━━ SELECTED TEXT
There is an obvious and constant tension, or antagonism between liberty and authority but if governing authority is amorphous — a little nudge here, a small opinion there, with a morass of consensus all around — the tension wanes because there is nothing for the free man to push against or resist. So we acquiesce. We accept. We return to the screen, geofenced and surveilled, and helpless.

Once we give up agency, our personal autonomy, we become much easier to control, er, I mean govern. And using algorithms to suppress that agency by showing us all of the looks and things and status we don't have, is a very efficient means of derogating our belief in Self. Once upon time I had a girlfriend who understood this thesis very well; the less I believed in myself the more easily she could steer and control me. My climbing partner nicknamed her, The Diminisher, and his insight eventually put one more nail in the coffin of that relationship. Young people today need such a close friend and advisor, someone or something to point out how AI-driven social forces clip their wings, and "stop them from doing what they might" by making them believe they can't. In the social cesspool created by these algorithms no one will ever be enough, will always be less-than, and, stripped of all belief in their potential and the ability to achieve it, will become unhappy cogs in the commerce machine.

I happen to think that the commercial aspect of "attention capturing algorithms" is the least dangerous effect. The more I read things like, "preventing free speech is free speech," or, "...you have the right to speak but you also have the right to be shut up,” i.e. to be compelled into silence in the name of free speech, as quoted in Mark Bray's book on Antifa, the more I see certain fundamental human rights disappearing from practice and losing their importance in the public consciousness. Sadly, the silencer never understands the value of actual free speech — it is the silenced who understand its value best. And if freedom of speech is suppressed by threat of violence, silence compelled by force, it is no longer freedom, and the more accustomed to losing freedom we become the more authoritarian those with power — of whatever kind — will become. And the more we hand our locus of control to external factors, whether we do it consciously or are seduced into doing so, the less valuable or necessary actual freedom appears to be.

The expression of personal freedom derives from agency over one's own life. Without such agency there can be no freedom, and no sense of it, only the directions given by who or whatsoever has power. I used to think that only a small number of people would willingly admit, "I just want to be told what to do." Apparently, I used to be an optimist because these days, it appears to me that many more want to be led and told than want to lean into the concept of figuring it out for themselves, and to be free to do so. Of course, freedom does imply responsibility and maybe that's what people resist; if they take responsibility they can no longer blame an external someone or something for having failed to do or achieve what they wanted.
━━━━
━━ DATA EXTRACT
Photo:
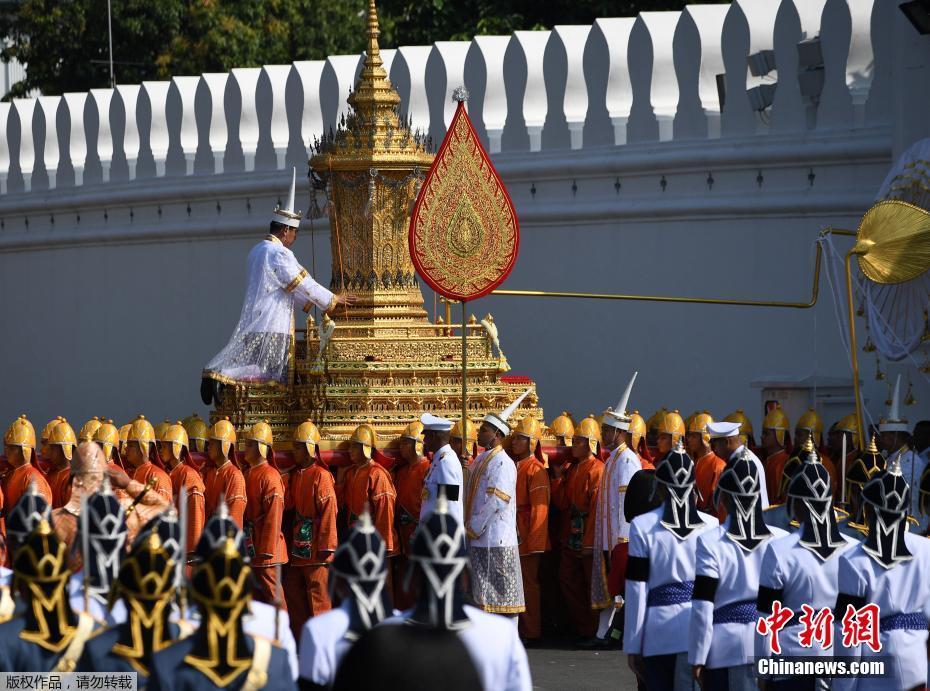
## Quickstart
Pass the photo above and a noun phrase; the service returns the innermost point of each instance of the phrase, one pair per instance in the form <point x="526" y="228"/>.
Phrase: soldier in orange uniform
━━━━
### THE REQUEST
Carry on the essay about freedom, agency, and algorithms from where it stops.

### TASK OUTPUT
The screens may well be at fault here but I think the over-nerfing of society in general, especially for the young, is equally influential. We went from "safety third" to being so risk-averse that we cannot handle reality without it being interpreted and presented on a screen. It turns out that we can fall out of a tree, break an arm, and survive, having learned the valuable lesson of gravity, branch thickness, tree type and health, etc., along the way. It turns out that we can try and fail or compete and lose, and not suffer irreparable psychological damage, and in fact, these experiences are beneficial. Physical and emotional risk help us develop resilience and when shielded from such risk we become weak and helpless. Understanding and accepting risk, and taking responsibility for the outcome, helps support long-term survival in ways that a fully nerfed experience can't. I won't say that safety isn't worth pursuing, but I do believe that consequences teach better lessons (in all things) than insincere, positive affirmations recited within an overly-protective bubble ever could.

I came across an old adage that suggested it is more useful to "prepare your child for the path" than it is to "prepare the path for your child". It does seem that we should look ahead, assess all of the things and people and behavior our children may eventually experience as adolescents, young adults and proper adults, and do our best to prepare them for this reality. Because if we lie too much in the name of safety, our reward will be to watch them fail, sometimes disastrously so, and witness society continue its decline.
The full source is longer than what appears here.